• _Opgave_
Op welke datum heeft GVB volgens de geselecteerde passage de loonbetaling aan [verweerster] stopgezet?

• _Geselecteerde passage_

Uitgangspunten
1. Uitgegaan wordt van het volgende.
Algemeen
1.1.
[verweerster], geboren op [geboortedatum], is sinds 4 juni 2013 in dienst van GVB en is laatstelijk werkzaam in de functie van tramconducteur. Het bruto salaris op basis van een werkweek van 32 uren bedraagt € 2.216,92 per maand exclusief emolumenten.
1.2.
Van 4 juni 2012 tot 4 juni 2013 heeft [verweerster] via een uitzendbureau voor GVB gewerkt.
1.3.
Op de arbeidsovereenkomst is de CAO GVB van toepassing.
Ziekmelding en eerste twee ziektejaren
1.4.
Op 8 september 2014 heeft een aanrijding plaatsgevonden tussen de tram waarop [verweerster] die dag als conducteur werkte en een andere tram. [verweerster] bleef na de aanrijding werken, maar meldde zich op 18 september 2014 ziek bij GVB.
1.5.
De bedrijfsarts heeft op 1 oktober 2014 gerapporteerd dat op uiterlijk 15 oktober 2014 volledige terugkeer van [verweerster] in eigen werk mocht worden verwacht.
1.6.
Het ziekteverzuim van [verweerster] duurde echter na medio oktober 2014 voort, waarop partijen zijn gestart met re-integratie, deels in de eigen functie van [verweerster] als tramconducteur en deels in ander werk.
1.7.
Op 23 juli 2015 en 18 november 2015 heeft de bedrijfsarts geoordeeld dat volledige terugkeer van [verweerster] in de eigen functie niet waarschijnlijk was. GVB is daarop ook gestart met een transitietraject gericht op re-integratie van [verweerster] in een andere functie binnen of buiten GVB (spoor 2).
1.8.
GVB heeft [verweerster] ander werk aangeboden in de loge van Garage Zuid, een interne functie binnen GVB. Op 22 februari 2016 heeft [verweerster] zich ziek gemeld voor dit werk. De bedrijfsarts heeft op 24 februari 2016 geoordeeld dat [verweerster] geschikt was passend werk te verrichten en heeft een (aangepaste) Functiemogelijkhedenlijst (FML) opgesteld. [verweerster] heeft haar werk bij de loge van Garage Zuid daarop niet hervat.
1.9.
Op 29 februari 2016 heeft GVB de loonbetaling aan [verweerster] stopgezet, omdat zij haar werk in de loge van Garage Zuid niet hervatte.
1.10.
Op verzoek van [verweerster] is een deskundigenoordeel aan het UWV gevraagd over de passendheid van het werk in de loge van Garage Zuid. De arbeidsdeskundige van het UWV heeft op 23 januari 2017 geoordeeld dat het aangeboden werk passend was.

• _Gegevens_
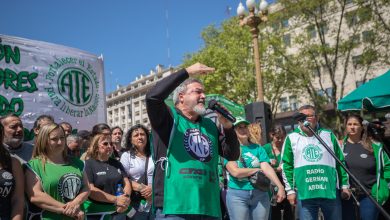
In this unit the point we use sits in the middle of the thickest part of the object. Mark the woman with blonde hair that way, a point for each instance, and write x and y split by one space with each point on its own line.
243 200
11 184
366 159
110 187
55 182
255 133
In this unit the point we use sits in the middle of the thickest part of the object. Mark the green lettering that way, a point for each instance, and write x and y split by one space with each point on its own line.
9 54
33 86
16 106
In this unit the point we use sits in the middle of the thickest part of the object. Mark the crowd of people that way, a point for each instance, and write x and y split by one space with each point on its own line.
171 171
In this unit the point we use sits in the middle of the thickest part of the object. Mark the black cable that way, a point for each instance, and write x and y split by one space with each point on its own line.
385 214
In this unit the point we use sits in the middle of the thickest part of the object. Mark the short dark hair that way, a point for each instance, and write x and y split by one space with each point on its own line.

• _Uitwerking_
Op 29 februari 2016.